**SELECTED PASSAGE**
* * *

# Sweatin' With the Socialists



## Bob Hubbard (May 27, 2009)

I love the music towards the end. Was very familiar...


> Get your copy today. An exercise video that will keep you up on your feet for hours to the voice of your favorite president, Barack Obama! Join Nancy Pelosi as she leads you through thousands of annoying exuberant clapping exercises to the voice of President Obama. Spring into action as Pelosi keeps you on your feet during this highly engaging video.


[yt]izpU4YJ0ZAA[/yt]


----------



## girlbug2 (May 27, 2009)

Point taken.


----------



## Bob Hubbard (May 27, 2009)

I'm looking forward to the sequels, "Nancy Pelosi teaches Math", "Hillary Clinton's Power Pant Suits Guide for Girls" and Bill Clintons "Cigar Magic".  Computer users will of course remember the famoud Dan Quayle "Spelle Checkre", and can look forward to the GW Bush "Speak n Speller", along with a line of action figures including the Darth Cheney, and Princess Condi series. (Though Condi looks weird with 2 danishes  strapped to her head).  I must caution though, that contrary to rumors, there never was an official Ross Perot figure. That was Quark from DS9, the resembilence was unintentional. 

The John Kerry Waffle Cookbook however pancaked, and the Al Gore Carbon Friendly AC unit melted during testing. It's still going to market as NYS Gov Patterson said he didn't see anything wrong with it.

* * *

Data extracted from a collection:
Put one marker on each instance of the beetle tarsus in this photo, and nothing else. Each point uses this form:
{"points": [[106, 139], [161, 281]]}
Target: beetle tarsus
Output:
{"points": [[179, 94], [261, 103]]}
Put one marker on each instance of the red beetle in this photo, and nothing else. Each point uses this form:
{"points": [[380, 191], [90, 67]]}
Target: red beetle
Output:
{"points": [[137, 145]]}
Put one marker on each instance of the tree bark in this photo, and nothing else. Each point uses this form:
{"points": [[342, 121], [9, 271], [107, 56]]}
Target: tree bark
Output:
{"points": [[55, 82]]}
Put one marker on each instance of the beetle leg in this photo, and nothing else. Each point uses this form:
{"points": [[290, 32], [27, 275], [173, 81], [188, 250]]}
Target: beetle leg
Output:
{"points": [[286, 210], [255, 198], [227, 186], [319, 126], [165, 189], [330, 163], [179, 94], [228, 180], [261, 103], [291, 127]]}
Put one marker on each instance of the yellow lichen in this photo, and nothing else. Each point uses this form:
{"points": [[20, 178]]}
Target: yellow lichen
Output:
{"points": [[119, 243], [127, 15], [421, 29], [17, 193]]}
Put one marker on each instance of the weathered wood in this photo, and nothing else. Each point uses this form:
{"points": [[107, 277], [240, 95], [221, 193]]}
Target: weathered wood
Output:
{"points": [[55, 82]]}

* * *

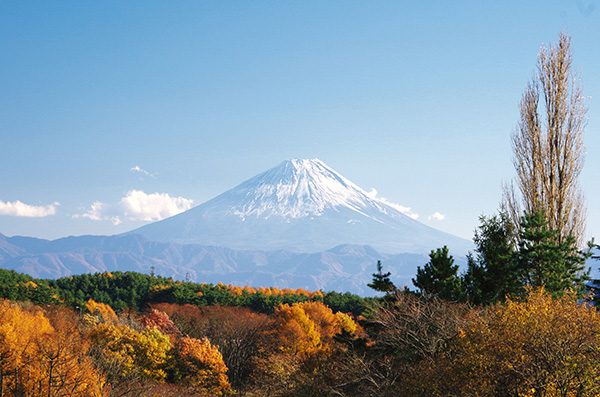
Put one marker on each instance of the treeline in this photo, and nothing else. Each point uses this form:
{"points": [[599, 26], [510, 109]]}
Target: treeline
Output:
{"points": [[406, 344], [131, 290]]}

* * *

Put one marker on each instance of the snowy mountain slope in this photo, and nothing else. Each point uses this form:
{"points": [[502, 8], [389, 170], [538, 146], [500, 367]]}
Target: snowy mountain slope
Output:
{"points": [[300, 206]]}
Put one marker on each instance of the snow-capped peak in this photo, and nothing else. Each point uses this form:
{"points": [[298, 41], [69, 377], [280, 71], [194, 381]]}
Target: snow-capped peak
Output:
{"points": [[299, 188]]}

* * *

**REQUIREMENTS**
a. In the forum thread, which cookbook does Bob Hubbard say pancaked?
b. Rewrite the paragraph of the forum thread that begins "The John Kerry Waffle Cookbook" as a short bulleted list that keeps its main facts.
c. Reproduce the forum thread word for word, everything from "## girlbug2 (May" down to "wrong with it.".
None of the data is needed for this work.

**TASK-BY-TASK ANSWERS**
a. The John Kerry Waffle Cookbook.

b.
- The John Kerry Waffle Cookbook pancaked.
- The Al Gore Carbon Friendly AC unit melted during testing.
- The AC unit is still going to market because NYS Gov Patterson said he didn't see anything wrong with it.

c.
## girlbug2 (May 27, 2009)

Point taken.


----------



## Bob Hubbard (May 27, 2009)

I'm looking forward to the sequels, "Nancy Pelosi teaches Math", "Hillary Clinton's Power Pant Suits Guide for Girls" and Bill Clintons "Cigar Magic".  Computer users will of course remember the famoud Dan Quayle "Spelle Checkre", and can look forward to the GW Bush "Speak n Speller", along with a line of action figures including the Darth Cheney, and Princess Condi series. (Though Condi looks weird with 2 danishes  strapped to her head).  I must caution though, that contrary to rumors, there never was an official Ross Perot figure. That was Quark from DS9, the resembilence was unintentional. 

The John Kerry Waffle Cookbook however pancaked, and the Al Gore Carbon Friendly AC unit melted during testing. It's still going to market as NYS Gov Patterson said he didn't see anything wrong with it.